Task directions
Gather each line in the entries that includes the string "window".

(Exercise material)

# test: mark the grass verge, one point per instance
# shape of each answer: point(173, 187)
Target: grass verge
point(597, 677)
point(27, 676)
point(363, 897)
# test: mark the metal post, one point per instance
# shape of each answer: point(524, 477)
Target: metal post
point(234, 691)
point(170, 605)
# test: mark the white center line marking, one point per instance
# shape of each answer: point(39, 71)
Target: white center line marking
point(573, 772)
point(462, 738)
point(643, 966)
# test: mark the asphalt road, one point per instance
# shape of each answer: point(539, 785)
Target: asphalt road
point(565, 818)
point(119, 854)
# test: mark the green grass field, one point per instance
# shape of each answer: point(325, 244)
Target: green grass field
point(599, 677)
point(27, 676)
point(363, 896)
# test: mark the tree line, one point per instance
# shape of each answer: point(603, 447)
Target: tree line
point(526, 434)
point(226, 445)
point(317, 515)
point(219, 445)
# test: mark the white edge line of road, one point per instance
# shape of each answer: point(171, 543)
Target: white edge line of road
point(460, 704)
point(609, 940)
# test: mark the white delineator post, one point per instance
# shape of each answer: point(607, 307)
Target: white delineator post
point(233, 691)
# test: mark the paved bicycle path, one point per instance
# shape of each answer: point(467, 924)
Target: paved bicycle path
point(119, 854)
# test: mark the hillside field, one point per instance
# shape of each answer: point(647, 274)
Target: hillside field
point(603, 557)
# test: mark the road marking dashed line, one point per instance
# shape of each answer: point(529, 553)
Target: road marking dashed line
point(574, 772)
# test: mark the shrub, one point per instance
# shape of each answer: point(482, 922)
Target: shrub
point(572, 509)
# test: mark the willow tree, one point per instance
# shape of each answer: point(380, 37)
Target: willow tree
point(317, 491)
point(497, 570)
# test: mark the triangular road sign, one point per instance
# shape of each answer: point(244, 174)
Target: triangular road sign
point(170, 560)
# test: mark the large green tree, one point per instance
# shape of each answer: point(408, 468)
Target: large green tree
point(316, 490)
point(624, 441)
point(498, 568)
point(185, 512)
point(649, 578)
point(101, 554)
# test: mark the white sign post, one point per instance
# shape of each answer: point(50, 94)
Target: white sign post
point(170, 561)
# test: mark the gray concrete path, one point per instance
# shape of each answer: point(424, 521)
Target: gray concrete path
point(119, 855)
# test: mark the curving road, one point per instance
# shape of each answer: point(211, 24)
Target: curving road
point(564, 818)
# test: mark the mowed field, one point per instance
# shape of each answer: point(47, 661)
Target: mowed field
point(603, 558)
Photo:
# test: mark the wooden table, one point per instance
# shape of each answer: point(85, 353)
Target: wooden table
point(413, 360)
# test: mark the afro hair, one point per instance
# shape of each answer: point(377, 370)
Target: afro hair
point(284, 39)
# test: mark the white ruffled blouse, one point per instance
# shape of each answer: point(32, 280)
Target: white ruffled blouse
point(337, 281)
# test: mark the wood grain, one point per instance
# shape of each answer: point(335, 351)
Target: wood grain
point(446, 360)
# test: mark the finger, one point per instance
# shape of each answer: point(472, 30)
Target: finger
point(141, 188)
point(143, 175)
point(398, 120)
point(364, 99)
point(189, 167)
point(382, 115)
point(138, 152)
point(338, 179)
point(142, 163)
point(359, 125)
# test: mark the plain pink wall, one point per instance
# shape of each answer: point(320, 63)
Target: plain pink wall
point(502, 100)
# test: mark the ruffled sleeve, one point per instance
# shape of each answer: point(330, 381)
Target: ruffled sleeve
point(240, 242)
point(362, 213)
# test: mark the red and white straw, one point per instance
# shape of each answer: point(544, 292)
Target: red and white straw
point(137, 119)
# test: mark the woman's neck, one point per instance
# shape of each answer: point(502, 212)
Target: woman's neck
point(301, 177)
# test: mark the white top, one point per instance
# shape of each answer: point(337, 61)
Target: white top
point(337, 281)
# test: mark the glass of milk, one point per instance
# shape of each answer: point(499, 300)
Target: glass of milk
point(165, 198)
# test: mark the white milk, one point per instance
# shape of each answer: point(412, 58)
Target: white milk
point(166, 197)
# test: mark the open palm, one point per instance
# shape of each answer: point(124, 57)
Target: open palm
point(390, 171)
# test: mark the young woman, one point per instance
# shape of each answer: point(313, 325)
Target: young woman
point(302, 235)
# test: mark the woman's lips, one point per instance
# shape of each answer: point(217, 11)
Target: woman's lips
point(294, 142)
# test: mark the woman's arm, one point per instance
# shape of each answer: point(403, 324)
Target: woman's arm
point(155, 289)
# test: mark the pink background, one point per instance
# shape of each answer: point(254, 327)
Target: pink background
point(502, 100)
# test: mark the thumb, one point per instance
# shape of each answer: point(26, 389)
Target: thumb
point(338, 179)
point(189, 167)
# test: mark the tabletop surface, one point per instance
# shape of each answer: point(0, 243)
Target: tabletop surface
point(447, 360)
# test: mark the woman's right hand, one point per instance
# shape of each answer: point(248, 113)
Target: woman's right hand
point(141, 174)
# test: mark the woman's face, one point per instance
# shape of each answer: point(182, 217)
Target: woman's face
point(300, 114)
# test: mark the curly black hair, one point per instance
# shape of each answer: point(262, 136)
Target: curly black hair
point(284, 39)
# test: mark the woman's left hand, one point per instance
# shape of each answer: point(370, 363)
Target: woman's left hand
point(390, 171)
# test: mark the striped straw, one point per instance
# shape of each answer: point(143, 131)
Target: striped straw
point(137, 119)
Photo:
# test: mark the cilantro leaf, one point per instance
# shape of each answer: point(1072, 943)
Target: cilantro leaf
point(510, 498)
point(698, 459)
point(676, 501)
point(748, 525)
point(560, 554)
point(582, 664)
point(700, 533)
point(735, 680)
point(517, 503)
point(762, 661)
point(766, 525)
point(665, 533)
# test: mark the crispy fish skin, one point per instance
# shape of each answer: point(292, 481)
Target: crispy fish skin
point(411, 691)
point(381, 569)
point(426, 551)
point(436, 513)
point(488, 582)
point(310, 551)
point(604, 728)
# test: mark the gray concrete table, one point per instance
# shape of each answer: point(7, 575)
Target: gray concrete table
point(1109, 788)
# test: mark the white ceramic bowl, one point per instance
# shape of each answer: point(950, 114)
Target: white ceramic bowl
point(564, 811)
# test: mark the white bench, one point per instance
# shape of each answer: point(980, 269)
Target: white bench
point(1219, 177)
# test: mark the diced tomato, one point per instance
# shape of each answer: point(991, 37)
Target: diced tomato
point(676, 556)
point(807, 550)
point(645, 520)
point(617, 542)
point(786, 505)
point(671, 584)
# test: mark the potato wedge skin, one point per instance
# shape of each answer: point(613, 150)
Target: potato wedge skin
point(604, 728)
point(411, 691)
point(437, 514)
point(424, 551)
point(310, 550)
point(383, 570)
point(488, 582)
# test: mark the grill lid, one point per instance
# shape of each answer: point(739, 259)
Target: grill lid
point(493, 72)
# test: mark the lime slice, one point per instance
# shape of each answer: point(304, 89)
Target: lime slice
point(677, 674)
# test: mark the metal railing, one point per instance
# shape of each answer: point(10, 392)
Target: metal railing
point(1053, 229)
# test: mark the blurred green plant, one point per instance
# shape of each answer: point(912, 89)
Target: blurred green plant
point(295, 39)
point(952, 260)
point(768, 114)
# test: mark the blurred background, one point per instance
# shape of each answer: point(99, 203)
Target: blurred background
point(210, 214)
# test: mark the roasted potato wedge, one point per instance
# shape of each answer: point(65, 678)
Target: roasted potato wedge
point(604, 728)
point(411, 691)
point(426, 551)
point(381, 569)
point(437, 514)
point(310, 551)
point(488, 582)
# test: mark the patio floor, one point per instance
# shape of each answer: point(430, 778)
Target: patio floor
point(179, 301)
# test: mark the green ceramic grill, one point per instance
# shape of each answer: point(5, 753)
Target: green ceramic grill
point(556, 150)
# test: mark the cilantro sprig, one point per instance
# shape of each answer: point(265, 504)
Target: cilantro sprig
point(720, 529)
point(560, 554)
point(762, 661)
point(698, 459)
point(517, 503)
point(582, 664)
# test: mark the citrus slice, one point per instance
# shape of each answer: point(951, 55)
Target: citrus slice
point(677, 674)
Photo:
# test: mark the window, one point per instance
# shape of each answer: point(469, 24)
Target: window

(End Exercise material)

Written solution
# test: mark the window, one point per instance
Target: window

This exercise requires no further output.